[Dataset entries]
-- Opening Marker --

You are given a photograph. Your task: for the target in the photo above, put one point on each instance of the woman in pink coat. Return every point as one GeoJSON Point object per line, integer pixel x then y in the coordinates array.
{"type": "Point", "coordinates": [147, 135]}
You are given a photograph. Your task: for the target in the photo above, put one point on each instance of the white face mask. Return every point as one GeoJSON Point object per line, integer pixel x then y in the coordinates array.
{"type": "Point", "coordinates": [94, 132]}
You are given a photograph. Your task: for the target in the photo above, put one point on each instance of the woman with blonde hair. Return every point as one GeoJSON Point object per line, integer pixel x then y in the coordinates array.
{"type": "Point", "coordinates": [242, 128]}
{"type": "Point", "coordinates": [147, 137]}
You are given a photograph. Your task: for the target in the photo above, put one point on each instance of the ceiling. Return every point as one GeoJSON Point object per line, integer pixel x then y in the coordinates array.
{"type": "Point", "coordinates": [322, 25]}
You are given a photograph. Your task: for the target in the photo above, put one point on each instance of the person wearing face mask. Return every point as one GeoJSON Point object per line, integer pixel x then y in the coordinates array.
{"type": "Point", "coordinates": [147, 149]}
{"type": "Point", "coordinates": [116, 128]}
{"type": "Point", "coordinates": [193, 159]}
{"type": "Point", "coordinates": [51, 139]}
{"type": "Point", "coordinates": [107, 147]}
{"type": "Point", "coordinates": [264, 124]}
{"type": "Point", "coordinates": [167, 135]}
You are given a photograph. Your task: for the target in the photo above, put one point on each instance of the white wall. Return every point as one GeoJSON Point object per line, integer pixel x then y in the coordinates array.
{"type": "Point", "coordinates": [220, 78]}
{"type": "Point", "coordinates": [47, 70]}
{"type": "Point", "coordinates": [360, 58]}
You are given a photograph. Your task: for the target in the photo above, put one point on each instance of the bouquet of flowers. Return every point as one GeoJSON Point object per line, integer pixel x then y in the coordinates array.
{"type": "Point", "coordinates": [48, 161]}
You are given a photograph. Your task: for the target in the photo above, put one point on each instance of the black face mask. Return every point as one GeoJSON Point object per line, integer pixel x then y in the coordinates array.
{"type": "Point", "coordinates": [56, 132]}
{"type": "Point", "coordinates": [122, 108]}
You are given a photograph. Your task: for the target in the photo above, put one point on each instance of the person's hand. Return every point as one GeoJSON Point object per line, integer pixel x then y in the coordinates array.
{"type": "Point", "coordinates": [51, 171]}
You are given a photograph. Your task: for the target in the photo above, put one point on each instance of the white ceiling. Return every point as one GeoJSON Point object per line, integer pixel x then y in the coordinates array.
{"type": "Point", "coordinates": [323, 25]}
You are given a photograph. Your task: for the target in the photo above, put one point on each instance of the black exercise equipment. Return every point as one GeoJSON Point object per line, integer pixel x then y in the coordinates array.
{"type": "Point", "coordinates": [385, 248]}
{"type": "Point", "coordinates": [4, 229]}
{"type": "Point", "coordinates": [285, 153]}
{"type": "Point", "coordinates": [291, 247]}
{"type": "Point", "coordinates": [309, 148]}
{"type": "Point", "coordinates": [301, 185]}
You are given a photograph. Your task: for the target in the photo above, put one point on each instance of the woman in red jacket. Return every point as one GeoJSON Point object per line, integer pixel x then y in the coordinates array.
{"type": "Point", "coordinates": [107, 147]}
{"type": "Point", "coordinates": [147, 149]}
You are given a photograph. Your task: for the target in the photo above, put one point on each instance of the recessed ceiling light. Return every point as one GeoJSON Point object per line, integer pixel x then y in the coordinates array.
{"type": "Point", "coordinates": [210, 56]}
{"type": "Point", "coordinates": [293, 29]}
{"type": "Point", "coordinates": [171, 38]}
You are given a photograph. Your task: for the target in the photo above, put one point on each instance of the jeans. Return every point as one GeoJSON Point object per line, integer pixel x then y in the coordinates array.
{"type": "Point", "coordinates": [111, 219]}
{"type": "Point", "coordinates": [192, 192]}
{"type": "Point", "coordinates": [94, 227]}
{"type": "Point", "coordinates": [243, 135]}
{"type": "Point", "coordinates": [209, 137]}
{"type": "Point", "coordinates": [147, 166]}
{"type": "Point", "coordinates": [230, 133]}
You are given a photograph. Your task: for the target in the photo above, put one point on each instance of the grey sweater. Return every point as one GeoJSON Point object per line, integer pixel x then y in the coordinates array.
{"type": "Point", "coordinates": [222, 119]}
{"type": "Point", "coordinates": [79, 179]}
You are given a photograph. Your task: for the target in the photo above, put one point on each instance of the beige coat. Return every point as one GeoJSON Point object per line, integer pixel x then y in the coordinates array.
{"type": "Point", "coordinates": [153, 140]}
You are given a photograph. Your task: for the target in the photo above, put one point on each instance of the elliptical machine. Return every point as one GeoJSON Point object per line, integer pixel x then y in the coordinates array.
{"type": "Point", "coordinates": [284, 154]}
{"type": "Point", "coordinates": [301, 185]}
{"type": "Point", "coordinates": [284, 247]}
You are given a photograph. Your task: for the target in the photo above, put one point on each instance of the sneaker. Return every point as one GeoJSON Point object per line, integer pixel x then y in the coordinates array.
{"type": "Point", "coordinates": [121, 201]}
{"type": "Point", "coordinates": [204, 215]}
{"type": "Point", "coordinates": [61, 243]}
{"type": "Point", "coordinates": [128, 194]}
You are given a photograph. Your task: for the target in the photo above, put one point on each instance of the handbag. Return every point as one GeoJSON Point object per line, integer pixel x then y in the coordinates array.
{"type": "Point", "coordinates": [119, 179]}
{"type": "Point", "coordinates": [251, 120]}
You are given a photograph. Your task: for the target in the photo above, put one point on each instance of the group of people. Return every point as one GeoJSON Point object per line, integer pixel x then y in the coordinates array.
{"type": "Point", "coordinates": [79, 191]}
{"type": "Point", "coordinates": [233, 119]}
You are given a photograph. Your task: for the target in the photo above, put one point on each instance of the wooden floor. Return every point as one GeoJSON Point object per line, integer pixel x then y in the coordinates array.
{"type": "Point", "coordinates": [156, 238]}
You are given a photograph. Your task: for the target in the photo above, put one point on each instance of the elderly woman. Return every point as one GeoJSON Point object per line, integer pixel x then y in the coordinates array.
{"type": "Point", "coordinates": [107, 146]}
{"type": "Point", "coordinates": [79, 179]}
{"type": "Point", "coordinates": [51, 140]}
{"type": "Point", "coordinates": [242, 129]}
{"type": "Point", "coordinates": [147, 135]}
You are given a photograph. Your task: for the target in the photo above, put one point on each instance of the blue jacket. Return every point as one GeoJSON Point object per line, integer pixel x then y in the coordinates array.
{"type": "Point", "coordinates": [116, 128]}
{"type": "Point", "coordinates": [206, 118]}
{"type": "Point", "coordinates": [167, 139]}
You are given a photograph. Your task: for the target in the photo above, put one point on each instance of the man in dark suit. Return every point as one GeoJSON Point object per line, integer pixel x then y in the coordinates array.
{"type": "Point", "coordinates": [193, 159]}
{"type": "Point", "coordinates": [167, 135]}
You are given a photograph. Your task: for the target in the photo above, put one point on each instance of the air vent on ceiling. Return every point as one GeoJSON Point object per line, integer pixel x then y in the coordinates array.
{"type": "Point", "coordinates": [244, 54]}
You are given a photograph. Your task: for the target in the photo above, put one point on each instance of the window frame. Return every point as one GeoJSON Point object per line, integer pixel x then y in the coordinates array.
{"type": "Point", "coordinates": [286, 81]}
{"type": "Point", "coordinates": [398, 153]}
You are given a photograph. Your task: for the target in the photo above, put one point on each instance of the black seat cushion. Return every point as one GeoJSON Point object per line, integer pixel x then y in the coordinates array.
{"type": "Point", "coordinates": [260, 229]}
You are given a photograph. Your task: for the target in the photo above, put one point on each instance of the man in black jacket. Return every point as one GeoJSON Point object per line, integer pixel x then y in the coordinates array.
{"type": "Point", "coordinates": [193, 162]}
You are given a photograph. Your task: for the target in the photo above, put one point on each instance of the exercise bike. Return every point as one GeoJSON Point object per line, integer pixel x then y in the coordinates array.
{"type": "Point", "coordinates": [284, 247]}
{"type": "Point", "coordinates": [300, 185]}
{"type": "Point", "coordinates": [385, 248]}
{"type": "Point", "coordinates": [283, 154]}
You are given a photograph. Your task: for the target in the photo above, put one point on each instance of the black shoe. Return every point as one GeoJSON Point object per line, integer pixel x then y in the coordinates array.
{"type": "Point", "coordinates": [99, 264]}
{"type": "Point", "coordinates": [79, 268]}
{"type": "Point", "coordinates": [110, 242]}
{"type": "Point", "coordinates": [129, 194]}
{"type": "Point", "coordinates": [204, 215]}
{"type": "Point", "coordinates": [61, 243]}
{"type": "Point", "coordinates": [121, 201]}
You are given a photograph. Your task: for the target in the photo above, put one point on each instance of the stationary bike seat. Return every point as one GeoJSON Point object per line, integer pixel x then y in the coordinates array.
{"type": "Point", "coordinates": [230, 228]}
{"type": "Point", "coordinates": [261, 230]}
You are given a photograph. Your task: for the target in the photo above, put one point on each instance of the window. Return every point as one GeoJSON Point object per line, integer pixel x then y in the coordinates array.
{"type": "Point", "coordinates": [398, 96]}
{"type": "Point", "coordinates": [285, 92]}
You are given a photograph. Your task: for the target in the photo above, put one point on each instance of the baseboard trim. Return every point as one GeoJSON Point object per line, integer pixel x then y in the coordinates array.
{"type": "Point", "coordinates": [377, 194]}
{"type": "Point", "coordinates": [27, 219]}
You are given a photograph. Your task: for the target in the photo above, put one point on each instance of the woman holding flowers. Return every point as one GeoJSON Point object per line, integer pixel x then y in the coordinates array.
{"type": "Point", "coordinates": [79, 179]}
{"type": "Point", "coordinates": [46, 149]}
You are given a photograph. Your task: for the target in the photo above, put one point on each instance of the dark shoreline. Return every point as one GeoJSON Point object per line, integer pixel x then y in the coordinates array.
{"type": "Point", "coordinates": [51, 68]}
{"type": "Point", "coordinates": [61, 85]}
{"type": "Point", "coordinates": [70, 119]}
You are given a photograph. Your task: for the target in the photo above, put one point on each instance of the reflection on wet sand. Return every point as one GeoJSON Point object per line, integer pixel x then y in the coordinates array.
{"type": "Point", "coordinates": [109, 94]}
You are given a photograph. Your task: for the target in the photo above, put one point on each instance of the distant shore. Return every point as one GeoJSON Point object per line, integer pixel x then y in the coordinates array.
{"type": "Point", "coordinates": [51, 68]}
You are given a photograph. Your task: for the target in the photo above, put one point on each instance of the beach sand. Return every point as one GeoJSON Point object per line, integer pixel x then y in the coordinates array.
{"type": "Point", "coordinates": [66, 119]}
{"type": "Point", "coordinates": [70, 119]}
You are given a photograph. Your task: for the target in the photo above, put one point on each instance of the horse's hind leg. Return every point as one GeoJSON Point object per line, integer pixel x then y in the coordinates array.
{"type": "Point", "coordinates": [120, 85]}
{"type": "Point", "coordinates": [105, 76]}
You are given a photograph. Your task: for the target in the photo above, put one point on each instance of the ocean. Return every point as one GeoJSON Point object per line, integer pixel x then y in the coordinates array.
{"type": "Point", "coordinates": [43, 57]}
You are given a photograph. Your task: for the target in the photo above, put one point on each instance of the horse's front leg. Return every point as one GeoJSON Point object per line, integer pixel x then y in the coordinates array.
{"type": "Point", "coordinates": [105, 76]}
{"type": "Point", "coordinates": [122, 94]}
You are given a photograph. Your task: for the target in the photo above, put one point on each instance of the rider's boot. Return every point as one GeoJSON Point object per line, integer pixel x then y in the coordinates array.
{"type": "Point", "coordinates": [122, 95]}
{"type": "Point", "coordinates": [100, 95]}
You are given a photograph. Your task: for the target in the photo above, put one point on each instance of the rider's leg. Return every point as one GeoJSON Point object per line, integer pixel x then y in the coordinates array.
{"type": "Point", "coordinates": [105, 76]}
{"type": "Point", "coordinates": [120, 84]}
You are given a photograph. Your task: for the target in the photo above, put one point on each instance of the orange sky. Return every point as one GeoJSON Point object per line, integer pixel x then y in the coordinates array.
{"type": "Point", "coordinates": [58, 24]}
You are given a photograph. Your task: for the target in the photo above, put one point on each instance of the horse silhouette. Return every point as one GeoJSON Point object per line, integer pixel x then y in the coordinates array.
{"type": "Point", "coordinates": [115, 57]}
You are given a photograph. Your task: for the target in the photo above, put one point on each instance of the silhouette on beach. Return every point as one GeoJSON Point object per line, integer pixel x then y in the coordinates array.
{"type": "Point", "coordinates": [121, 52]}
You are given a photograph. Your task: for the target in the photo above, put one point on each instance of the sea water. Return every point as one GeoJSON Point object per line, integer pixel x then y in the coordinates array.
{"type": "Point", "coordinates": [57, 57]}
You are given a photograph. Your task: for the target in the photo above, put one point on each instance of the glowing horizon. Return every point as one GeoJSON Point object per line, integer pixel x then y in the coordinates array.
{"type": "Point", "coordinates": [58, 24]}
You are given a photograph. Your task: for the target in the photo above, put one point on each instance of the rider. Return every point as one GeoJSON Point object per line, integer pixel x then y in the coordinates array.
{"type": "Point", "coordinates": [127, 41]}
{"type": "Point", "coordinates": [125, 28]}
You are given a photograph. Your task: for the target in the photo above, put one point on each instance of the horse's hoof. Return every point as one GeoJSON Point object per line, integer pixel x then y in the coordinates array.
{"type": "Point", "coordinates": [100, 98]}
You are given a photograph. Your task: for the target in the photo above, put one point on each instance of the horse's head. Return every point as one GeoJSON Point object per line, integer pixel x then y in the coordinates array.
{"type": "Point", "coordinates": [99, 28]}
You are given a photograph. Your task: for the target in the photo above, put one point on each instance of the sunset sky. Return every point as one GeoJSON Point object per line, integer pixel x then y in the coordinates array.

-- Closing Marker --

PROBLEM REQUIREMENTS:
Repeat, exactly as they stand, the line that contains "the sea water." and all the lines after it in the data above.

EXERCISE RESPONSE:
You are given a photograph. Your task: for the target in the photo above, put one point on each instance of the sea water. Return every point as one GeoJSON Point object per line, integer pixel x then y in the coordinates array.
{"type": "Point", "coordinates": [57, 57]}
You are given a photograph. Your task: for the target in the photo above, put one point on each instance of the glowing horizon. Return every point as one GeoJSON Point object per line, integer pixel x then y in the coordinates array.
{"type": "Point", "coordinates": [58, 24]}
You are given a photograph. Your task: for the target in the photo above, put one point on each instance of the rider. Return every point as one GeoJSON Point object per line, integer pixel x then y in the coordinates array.
{"type": "Point", "coordinates": [127, 41]}
{"type": "Point", "coordinates": [125, 28]}
You are given a photograph. Your task: for the target in the photo above, put one point on each instance of the horse's hoof. Return every point as one GeoJSON Point object per line, integer pixel x then y in the coordinates array.
{"type": "Point", "coordinates": [100, 98]}
You are given a photograph. Your task: for the target in the photo above, put one point on each instance of the horse's head. Return every point as one GeoJSON Point object per line, integer pixel x then y in the coordinates array.
{"type": "Point", "coordinates": [99, 28]}
You are given a photograph. Your task: for the target in the photo above, put one point on each instance of the sunset sky. Return every point as one GeoJSON Point object per line, integer pixel x then y in the coordinates array.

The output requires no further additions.